» THE TASK
Quote all of the following data word for word, leaving out the pictures.

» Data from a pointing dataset
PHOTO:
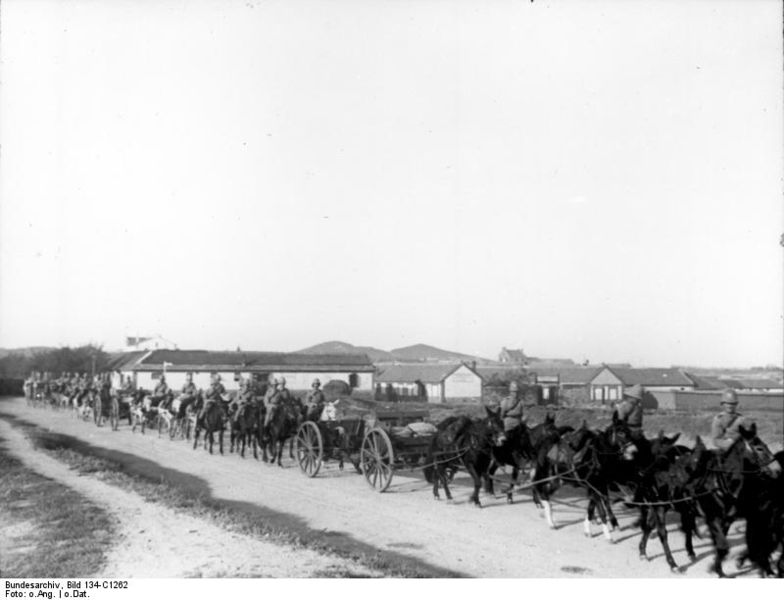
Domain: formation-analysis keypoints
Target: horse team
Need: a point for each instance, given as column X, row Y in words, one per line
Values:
column 251, row 422
column 612, row 464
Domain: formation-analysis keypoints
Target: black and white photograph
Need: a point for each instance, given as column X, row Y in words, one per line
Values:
column 414, row 289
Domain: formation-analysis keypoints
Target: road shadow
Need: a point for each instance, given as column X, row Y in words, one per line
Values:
column 196, row 488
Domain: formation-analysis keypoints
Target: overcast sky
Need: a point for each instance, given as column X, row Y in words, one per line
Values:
column 592, row 180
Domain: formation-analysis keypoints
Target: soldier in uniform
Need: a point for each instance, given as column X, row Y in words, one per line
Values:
column 161, row 391
column 724, row 427
column 281, row 395
column 512, row 409
column 315, row 402
column 630, row 409
column 189, row 389
column 214, row 394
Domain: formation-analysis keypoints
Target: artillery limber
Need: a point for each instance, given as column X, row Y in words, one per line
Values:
column 377, row 445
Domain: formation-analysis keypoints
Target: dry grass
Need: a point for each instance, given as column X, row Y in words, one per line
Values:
column 770, row 424
column 231, row 519
column 47, row 529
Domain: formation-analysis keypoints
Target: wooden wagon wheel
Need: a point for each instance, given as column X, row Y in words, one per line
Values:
column 377, row 459
column 98, row 410
column 310, row 448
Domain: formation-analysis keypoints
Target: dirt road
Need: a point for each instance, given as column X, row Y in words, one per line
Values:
column 499, row 540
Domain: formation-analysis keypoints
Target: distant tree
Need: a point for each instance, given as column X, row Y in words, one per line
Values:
column 58, row 360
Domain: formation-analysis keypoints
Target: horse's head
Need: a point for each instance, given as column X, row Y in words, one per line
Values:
column 663, row 446
column 619, row 437
column 755, row 451
column 495, row 426
column 578, row 439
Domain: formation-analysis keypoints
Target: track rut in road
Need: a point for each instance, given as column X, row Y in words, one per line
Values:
column 499, row 540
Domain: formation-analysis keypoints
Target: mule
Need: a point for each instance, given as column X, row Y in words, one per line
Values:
column 589, row 459
column 765, row 524
column 461, row 441
column 244, row 428
column 212, row 419
column 282, row 424
column 723, row 485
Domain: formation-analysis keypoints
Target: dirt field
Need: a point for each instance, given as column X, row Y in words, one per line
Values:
column 338, row 509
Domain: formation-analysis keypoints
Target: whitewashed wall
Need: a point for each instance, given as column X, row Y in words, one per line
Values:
column 294, row 381
column 303, row 381
column 463, row 383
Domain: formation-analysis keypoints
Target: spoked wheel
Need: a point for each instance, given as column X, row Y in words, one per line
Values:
column 377, row 459
column 114, row 417
column 310, row 448
column 98, row 412
column 174, row 428
column 163, row 425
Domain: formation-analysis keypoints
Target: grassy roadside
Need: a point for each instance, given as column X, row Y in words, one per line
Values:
column 236, row 520
column 47, row 529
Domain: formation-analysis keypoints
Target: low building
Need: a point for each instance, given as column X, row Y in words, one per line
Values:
column 568, row 385
column 299, row 369
column 514, row 357
column 608, row 384
column 154, row 342
column 429, row 382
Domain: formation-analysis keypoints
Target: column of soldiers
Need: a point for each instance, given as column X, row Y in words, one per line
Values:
column 724, row 426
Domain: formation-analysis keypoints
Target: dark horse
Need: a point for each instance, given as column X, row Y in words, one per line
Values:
column 663, row 482
column 245, row 428
column 588, row 459
column 211, row 420
column 466, row 442
column 520, row 449
column 725, row 487
column 282, row 423
column 765, row 524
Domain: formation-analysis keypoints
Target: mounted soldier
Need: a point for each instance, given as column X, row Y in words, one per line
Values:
column 512, row 408
column 315, row 402
column 160, row 392
column 630, row 409
column 215, row 393
column 280, row 397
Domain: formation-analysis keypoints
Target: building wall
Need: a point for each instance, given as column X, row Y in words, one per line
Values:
column 176, row 379
column 698, row 401
column 606, row 388
column 575, row 395
column 463, row 383
column 297, row 382
column 304, row 380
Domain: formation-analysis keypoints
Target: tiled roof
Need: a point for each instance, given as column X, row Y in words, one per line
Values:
column 410, row 373
column 120, row 361
column 706, row 383
column 515, row 355
column 759, row 383
column 569, row 375
column 652, row 377
column 257, row 360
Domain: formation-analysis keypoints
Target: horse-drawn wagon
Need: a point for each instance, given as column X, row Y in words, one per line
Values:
column 377, row 445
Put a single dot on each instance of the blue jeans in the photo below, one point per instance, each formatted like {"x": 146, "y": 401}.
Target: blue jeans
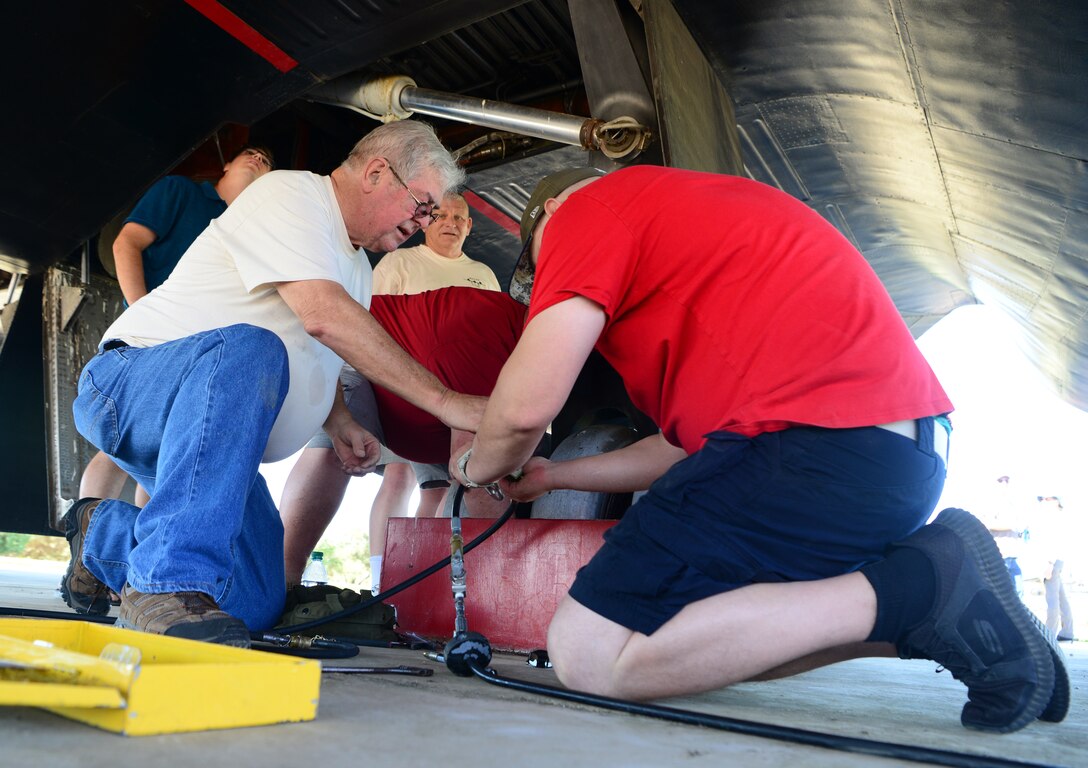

» CORRECT RESULT
PHOTO:
Domain: formation-analysis keypoints
Target: horse team
Need: a point for each instance, given as column X, row Y in words, one per line
Values:
column 251, row 422
column 612, row 464
Domain: formation-analysis keypoints
Target: black and white photograph
Need: a point for each instance, given as column X, row Y in words, one per line
Values:
column 414, row 289
Domain: formation-analysis keypoints
Target: road shadow
Need: a point for each instance, given as column X, row Y in words, one per line
Values:
column 196, row 488
Domain: formation-analysis keypoints
Target: overcast sky
Need: a point for each instance, given as column X, row Y in words, one per line
Values:
column 592, row 180
Domain: formation-analysis keypoints
Target: soldier in uniform
Need: a point for each instance, given as column X, row Y in words, one per line
Values:
column 161, row 391
column 724, row 427
column 281, row 395
column 512, row 409
column 315, row 402
column 630, row 409
column 189, row 389
column 214, row 394
Domain: formation-analysis keypoints
Target: artillery limber
Need: a point for each instance, given as column X, row Y in words, one per line
Values:
column 377, row 445
Domain: formation-analysis keypoints
Target: dry grass
Need: a point for each instance, given as column X, row Y in words, one per line
Values:
column 770, row 424
column 231, row 519
column 47, row 529
Domain: formation-analysis keypoints
Target: wooden wagon wheel
Need: a point for each instance, given as column X, row Y in words, one per line
Values:
column 377, row 459
column 98, row 410
column 310, row 448
Domain: formation-analysis keypoints
Target: dirt road
Need: a point for each instance, given as column X, row Y in words, one per line
Values:
column 499, row 540
Domain: formation-analysis keypoints
Target: distant tree
Need: a point for each instance, given as column X, row Y in words, one per line
Values:
column 58, row 360
Domain: formation-analysis keypoints
Target: horse's head
Need: a point for each instance, given as column X, row Y in words, one per line
Values:
column 663, row 446
column 619, row 437
column 755, row 451
column 495, row 426
column 578, row 439
Domain: formation-analysis keypoints
Target: track rut in road
Need: a point for each instance, given as column X, row Y in words, one per line
Values:
column 499, row 540
Domain: formation-analysis keypoints
Target: mule
Need: a point for each instance, given as column X, row Y in words, one per line
Values:
column 589, row 459
column 765, row 524
column 461, row 441
column 244, row 428
column 212, row 419
column 282, row 424
column 723, row 485
Domain: formation-analysis keypoints
Target: dirt field
Need: a point for each instance, given as column X, row Y in words, one per line
Values:
column 338, row 509
Domain: formation-analysis keypoints
Target: whitewashed wall
Need: a point for each instance, given as column X, row Y in words, one per line
Values:
column 294, row 381
column 303, row 381
column 463, row 383
Domain: formation-analysis keypoints
Target: spoked wheel
Need: a point for each instance, given as column X, row Y in words, one per line
Values:
column 377, row 459
column 114, row 417
column 310, row 448
column 98, row 412
column 174, row 428
column 163, row 425
Domain: formation-analysis keypoints
Target: grassy roadside
Need: a point for each instance, given as column X, row Y in words, one per line
Values:
column 236, row 520
column 47, row 529
Domain: formation-analysis keypoints
Target: low building
Need: a point for each instance, given as column X, row Y in words, one per line
Values:
column 568, row 385
column 299, row 369
column 514, row 357
column 608, row 384
column 154, row 342
column 429, row 382
Domain: formation-analysis keypoints
Target: column of soldiers
Need: a point for each instance, given as column X, row Y in words, one per line
Values:
column 724, row 426
Domain: formation-analysis keypoints
Target: dark horse
Need: a point for each instance, given as column X, row Y in words, one per line
Values:
column 663, row 482
column 245, row 428
column 588, row 459
column 211, row 420
column 466, row 442
column 520, row 449
column 725, row 487
column 282, row 423
column 765, row 524
Domain: formation-analysis keypoints
Target: mounted soldier
Need: a point for each instance, given as column X, row Y in words, one per line
Values:
column 512, row 408
column 315, row 402
column 160, row 392
column 630, row 409
column 215, row 393
column 280, row 397
Domain: formation-analysis keypoints
Target: building wall
Need: a point for each instance, given as column X, row Y in words, one per line
Values:
column 176, row 379
column 698, row 401
column 606, row 388
column 575, row 395
column 463, row 383
column 297, row 382
column 304, row 380
Domain: formation-analysis keypoints
Target: tiled roof
Need: a point for each instance, given as column X, row Y in words, one per line
Values:
column 410, row 373
column 120, row 361
column 706, row 383
column 515, row 355
column 759, row 383
column 569, row 375
column 652, row 377
column 257, row 360
Domain: formation-analysis keypoints
Target: horse-drawn wagon
Need: a point for each instance, given as column X, row Y in words, one per line
Values:
column 377, row 445
Put a single dot on each instance of the blue jeans in the photo below, one point per instance, each formatted like {"x": 146, "y": 401}.
Target: blue jeans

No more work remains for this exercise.